> [SHORT PROBLEM]: Report every line in the items below that contains the word "wall", copying each such line in full.
━━━━━━━━━━━━━━━━━━━━━━━━━━━━━━
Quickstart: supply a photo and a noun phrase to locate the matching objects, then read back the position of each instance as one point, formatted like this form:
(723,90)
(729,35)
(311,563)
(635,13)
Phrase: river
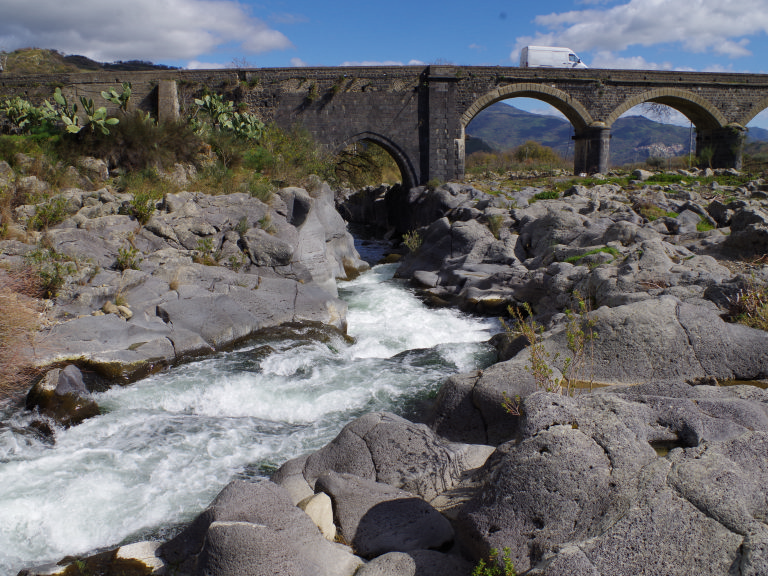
(165,446)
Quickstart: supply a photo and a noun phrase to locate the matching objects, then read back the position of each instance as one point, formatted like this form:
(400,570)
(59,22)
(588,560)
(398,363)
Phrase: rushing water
(165,446)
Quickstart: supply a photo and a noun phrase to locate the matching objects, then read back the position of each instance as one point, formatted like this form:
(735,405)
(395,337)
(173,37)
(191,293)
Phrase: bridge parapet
(419,114)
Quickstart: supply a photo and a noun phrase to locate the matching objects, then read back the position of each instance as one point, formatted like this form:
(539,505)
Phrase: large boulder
(254,530)
(375,518)
(606,498)
(389,449)
(416,563)
(659,339)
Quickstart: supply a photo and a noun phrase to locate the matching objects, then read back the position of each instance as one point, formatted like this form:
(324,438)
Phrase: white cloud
(135,29)
(718,26)
(610,60)
(197,65)
(384,63)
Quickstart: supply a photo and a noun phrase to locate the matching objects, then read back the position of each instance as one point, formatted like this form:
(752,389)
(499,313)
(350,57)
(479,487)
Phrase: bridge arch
(703,114)
(572,109)
(754,111)
(407,171)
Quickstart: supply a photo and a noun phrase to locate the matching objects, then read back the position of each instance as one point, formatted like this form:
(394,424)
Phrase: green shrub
(142,206)
(494,224)
(127,259)
(412,240)
(750,306)
(49,213)
(51,267)
(606,249)
(434,184)
(492,566)
(545,195)
(704,225)
(533,152)
(259,186)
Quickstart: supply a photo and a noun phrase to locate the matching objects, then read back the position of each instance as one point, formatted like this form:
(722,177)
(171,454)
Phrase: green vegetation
(750,306)
(127,259)
(492,566)
(545,195)
(49,212)
(652,212)
(527,156)
(603,249)
(52,269)
(494,224)
(412,240)
(704,225)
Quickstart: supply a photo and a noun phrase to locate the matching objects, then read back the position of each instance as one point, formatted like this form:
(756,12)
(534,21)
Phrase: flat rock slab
(416,563)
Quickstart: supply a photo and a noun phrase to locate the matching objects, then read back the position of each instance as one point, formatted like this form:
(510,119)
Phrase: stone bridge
(419,114)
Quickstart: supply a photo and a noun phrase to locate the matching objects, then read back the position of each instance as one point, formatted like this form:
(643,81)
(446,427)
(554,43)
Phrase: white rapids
(166,445)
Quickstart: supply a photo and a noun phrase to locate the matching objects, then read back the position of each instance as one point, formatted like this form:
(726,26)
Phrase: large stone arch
(703,114)
(591,138)
(718,142)
(407,171)
(572,109)
(753,111)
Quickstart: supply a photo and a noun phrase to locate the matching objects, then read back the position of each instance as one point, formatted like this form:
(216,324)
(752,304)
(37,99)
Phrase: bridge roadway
(419,113)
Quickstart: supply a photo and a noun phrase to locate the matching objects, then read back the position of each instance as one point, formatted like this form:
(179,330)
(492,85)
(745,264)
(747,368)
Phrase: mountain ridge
(634,138)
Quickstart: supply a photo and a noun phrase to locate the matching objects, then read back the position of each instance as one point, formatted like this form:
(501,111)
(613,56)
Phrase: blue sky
(701,35)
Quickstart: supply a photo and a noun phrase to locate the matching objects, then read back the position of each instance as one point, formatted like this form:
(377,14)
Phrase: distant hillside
(633,138)
(37,61)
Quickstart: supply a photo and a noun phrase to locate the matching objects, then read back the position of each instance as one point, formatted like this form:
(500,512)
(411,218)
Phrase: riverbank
(661,268)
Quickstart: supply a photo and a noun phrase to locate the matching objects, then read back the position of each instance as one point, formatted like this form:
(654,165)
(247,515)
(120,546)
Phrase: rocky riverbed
(660,469)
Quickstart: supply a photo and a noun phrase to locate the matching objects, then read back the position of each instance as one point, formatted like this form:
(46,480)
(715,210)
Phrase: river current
(164,447)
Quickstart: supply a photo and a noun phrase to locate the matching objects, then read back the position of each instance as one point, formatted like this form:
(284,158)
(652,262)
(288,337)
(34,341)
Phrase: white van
(549,57)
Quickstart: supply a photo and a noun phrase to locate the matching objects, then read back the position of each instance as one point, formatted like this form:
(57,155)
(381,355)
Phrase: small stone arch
(699,110)
(410,178)
(754,111)
(572,109)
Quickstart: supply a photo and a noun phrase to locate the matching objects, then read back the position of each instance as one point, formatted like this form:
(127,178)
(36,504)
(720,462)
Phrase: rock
(389,449)
(94,168)
(320,509)
(656,339)
(254,529)
(375,518)
(606,502)
(137,558)
(416,563)
(641,175)
(63,396)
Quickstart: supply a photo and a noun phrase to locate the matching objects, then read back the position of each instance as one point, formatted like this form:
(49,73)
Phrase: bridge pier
(720,147)
(591,150)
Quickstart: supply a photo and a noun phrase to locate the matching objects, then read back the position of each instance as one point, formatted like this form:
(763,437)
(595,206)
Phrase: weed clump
(19,320)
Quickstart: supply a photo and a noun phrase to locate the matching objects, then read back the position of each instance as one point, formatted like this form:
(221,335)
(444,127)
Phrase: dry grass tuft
(19,319)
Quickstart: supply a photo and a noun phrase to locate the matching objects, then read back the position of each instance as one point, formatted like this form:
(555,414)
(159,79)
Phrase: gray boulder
(375,518)
(254,529)
(386,448)
(62,395)
(604,501)
(656,340)
(416,563)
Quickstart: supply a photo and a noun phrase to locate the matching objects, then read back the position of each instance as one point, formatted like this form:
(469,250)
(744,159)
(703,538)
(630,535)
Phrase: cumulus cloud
(136,29)
(698,25)
(605,59)
(384,63)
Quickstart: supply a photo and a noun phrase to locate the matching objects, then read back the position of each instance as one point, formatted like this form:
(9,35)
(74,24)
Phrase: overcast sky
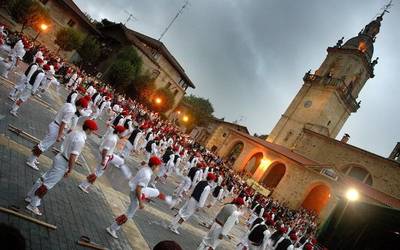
(249,56)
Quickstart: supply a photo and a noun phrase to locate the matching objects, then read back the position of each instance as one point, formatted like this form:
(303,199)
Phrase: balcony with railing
(343,90)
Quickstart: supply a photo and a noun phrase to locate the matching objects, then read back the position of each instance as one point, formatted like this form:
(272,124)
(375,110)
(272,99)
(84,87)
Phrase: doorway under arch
(253,163)
(274,175)
(235,152)
(317,198)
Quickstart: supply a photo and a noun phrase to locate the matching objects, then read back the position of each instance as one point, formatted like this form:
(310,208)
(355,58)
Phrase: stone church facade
(301,162)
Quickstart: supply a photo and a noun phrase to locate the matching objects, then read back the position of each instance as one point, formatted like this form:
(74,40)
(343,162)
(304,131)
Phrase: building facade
(157,60)
(65,13)
(301,162)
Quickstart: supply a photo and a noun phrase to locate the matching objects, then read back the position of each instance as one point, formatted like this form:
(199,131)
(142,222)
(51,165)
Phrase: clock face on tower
(307,104)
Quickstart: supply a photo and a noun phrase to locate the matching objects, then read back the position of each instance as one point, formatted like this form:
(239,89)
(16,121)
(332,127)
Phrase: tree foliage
(200,108)
(167,99)
(125,69)
(121,73)
(90,50)
(28,12)
(69,39)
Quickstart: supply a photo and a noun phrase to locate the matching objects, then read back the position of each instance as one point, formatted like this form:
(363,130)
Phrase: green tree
(130,54)
(69,39)
(121,74)
(126,70)
(166,97)
(28,13)
(200,108)
(90,50)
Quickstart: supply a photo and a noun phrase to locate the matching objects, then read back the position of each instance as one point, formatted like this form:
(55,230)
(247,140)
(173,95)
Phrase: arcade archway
(234,152)
(273,175)
(253,163)
(317,198)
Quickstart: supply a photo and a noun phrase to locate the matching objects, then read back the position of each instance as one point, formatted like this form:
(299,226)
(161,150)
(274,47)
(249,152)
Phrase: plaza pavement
(72,211)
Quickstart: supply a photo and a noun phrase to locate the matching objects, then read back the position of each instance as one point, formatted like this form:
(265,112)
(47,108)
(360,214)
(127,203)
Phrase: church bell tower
(329,95)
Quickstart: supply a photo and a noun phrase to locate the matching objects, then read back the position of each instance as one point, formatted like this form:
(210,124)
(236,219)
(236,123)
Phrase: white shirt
(73,143)
(142,178)
(109,143)
(91,90)
(105,104)
(38,80)
(31,71)
(38,54)
(204,196)
(65,114)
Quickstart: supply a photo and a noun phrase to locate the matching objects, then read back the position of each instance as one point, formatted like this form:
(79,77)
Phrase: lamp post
(351,196)
(42,27)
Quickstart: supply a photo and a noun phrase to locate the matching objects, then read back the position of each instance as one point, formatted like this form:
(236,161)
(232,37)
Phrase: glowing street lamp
(352,194)
(42,27)
(158,100)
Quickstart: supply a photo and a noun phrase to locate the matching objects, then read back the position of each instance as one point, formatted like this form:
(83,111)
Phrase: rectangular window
(71,23)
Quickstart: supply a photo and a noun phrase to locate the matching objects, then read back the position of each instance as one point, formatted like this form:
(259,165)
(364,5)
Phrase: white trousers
(50,178)
(211,239)
(19,86)
(130,211)
(50,138)
(183,186)
(188,209)
(119,162)
(5,67)
(127,149)
(26,92)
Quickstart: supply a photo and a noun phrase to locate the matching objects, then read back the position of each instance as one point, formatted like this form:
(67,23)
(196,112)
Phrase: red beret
(308,246)
(239,201)
(155,161)
(91,124)
(211,177)
(270,222)
(39,60)
(46,67)
(119,129)
(283,230)
(83,102)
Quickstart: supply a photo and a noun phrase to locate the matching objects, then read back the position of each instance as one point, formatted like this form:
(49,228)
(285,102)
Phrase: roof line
(351,146)
(161,48)
(79,12)
(264,144)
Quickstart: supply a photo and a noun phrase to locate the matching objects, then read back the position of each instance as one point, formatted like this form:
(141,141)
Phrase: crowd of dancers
(165,153)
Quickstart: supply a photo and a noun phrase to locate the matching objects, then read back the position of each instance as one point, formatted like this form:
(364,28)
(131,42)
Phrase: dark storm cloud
(249,56)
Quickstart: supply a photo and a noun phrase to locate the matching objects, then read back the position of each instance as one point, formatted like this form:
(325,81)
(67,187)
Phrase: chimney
(395,155)
(345,138)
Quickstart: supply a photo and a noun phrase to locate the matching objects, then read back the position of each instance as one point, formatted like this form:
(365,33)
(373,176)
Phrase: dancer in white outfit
(63,164)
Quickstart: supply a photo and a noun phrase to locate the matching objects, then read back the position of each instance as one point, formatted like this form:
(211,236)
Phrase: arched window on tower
(358,173)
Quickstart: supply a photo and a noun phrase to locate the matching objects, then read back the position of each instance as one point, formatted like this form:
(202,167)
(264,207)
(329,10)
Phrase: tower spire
(372,29)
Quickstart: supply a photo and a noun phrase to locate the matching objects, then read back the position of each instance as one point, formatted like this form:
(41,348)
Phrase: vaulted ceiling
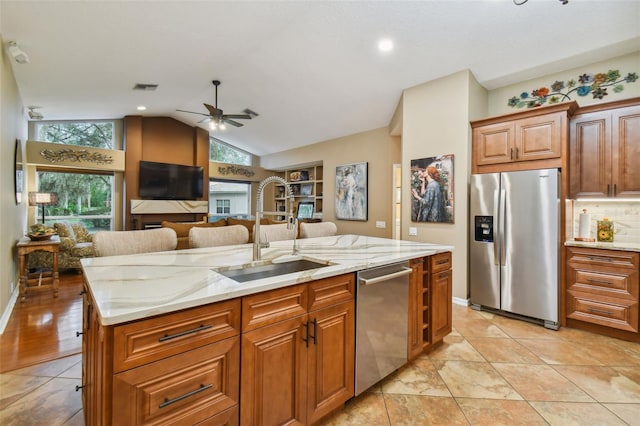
(311,69)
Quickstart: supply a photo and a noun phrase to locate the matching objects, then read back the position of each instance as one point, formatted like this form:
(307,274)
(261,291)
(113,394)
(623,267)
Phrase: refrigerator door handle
(501,226)
(496,251)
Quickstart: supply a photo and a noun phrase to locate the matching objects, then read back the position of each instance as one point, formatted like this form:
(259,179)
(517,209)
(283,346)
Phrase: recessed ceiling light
(385,45)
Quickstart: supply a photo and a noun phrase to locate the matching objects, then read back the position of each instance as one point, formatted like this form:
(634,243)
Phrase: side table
(42,280)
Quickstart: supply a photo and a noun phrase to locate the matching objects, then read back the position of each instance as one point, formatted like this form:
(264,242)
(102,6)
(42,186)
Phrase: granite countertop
(132,287)
(607,246)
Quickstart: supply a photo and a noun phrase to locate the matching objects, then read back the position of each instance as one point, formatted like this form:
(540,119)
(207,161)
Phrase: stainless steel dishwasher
(382,320)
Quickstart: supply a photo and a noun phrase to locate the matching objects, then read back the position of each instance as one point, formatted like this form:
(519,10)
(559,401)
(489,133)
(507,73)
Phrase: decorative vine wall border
(75,155)
(585,84)
(235,170)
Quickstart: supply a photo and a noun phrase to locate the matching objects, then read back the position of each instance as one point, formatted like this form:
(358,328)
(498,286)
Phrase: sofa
(75,244)
(182,228)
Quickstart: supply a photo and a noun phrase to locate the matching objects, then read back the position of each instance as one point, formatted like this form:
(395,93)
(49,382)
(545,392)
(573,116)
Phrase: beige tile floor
(491,370)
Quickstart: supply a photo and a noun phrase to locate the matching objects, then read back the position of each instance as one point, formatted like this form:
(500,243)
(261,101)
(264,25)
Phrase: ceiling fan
(217,118)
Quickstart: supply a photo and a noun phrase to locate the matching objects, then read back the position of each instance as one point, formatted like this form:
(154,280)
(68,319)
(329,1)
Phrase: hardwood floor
(44,328)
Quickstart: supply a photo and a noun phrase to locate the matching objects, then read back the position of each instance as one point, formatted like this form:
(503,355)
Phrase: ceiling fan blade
(193,112)
(213,110)
(237,116)
(233,123)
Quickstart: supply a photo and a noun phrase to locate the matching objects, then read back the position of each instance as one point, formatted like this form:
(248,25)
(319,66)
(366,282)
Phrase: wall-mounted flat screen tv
(163,181)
━━━━━━━━━━━━━━━━━━━━━━━━━━━━━━
> [TASK OUTPUT]:
Phrase: decorative vine wall border
Phrase: wall-mounted flat screen tv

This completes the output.